§ **Task requirements**:
Please quote the records word for word, beginning at their first line and stopping after the line that contains "M 411 98 L 441", with both of those lines included.

§ **Supplied material**:
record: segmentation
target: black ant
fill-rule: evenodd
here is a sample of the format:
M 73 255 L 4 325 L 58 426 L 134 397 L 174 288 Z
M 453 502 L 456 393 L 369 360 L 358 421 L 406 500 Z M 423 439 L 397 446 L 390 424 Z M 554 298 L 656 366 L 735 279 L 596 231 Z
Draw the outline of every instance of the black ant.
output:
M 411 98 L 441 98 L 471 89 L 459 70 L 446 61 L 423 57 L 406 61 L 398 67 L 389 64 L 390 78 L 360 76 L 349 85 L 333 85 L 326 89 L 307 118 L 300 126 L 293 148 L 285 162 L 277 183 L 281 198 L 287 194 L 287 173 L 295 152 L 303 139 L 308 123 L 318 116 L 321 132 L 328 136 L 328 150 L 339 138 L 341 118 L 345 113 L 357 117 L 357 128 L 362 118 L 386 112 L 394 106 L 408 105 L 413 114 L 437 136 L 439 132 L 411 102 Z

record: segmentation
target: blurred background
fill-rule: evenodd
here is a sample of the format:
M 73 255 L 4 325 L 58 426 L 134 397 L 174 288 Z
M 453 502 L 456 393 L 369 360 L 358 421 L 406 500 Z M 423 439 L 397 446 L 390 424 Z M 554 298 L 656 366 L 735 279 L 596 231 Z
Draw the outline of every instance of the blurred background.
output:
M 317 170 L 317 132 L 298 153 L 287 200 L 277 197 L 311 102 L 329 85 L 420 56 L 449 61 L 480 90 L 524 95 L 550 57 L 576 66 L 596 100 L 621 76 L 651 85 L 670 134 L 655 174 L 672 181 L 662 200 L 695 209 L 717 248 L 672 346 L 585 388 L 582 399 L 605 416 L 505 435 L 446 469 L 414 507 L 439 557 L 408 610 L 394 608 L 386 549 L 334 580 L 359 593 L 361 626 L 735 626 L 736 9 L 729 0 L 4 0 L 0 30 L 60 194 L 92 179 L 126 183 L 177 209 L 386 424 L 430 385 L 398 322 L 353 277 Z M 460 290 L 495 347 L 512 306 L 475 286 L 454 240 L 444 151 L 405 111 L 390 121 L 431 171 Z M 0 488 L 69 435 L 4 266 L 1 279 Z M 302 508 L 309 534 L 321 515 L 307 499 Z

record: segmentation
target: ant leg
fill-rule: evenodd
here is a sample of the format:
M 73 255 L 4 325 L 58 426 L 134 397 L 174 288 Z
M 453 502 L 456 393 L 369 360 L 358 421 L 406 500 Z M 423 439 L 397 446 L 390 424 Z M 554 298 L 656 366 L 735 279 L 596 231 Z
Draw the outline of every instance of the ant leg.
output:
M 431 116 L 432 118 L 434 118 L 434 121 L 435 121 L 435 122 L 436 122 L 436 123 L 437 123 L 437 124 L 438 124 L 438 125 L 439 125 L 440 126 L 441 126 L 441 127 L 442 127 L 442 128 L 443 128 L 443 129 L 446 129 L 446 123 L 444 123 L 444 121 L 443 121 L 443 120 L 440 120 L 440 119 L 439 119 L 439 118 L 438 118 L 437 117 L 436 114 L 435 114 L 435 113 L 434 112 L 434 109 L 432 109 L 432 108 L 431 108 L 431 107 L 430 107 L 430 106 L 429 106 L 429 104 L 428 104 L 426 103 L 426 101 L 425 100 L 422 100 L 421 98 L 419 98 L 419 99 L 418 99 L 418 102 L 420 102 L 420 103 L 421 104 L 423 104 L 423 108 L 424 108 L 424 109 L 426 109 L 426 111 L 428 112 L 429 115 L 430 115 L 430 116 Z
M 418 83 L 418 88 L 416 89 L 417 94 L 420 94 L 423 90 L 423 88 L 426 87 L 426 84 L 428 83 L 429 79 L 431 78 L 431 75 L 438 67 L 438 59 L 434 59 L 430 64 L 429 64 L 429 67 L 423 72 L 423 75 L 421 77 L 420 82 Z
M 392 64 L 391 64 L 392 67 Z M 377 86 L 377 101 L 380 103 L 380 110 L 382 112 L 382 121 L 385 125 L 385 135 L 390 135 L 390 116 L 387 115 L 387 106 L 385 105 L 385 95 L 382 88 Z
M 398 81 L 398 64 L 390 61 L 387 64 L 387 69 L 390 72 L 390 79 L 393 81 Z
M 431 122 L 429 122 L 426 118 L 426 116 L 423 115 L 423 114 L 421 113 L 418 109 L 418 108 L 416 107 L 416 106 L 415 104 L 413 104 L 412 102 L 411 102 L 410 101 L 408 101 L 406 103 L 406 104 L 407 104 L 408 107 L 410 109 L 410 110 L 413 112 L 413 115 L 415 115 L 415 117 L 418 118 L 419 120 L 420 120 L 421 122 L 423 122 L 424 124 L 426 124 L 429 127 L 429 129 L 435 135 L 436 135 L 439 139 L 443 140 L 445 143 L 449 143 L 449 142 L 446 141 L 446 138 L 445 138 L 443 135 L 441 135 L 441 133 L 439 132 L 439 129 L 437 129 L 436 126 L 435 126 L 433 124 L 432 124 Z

§ **Solved exercise**:
record: segmentation
target: black ant
fill-rule: evenodd
here is a sample of the format:
M 73 255 L 4 325 L 58 426 L 134 397 L 174 288 Z
M 453 502 L 456 393 L 369 360 L 358 421 L 406 500 Z M 423 439 L 397 446 L 390 424 Z M 554 298 L 656 366 L 735 279 L 596 231 Z
Draw the outline of every instance of the black ant.
output:
M 411 98 L 441 98 L 471 89 L 459 70 L 446 61 L 423 57 L 406 61 L 398 67 L 389 64 L 390 78 L 360 76 L 349 85 L 333 85 L 326 89 L 307 118 L 300 126 L 293 148 L 285 162 L 277 183 L 281 198 L 287 194 L 287 173 L 295 152 L 303 139 L 308 123 L 318 116 L 321 132 L 328 136 L 328 150 L 339 138 L 341 118 L 345 113 L 357 117 L 357 128 L 362 118 L 386 112 L 394 106 L 408 105 L 413 114 L 437 136 L 439 132 L 411 102 Z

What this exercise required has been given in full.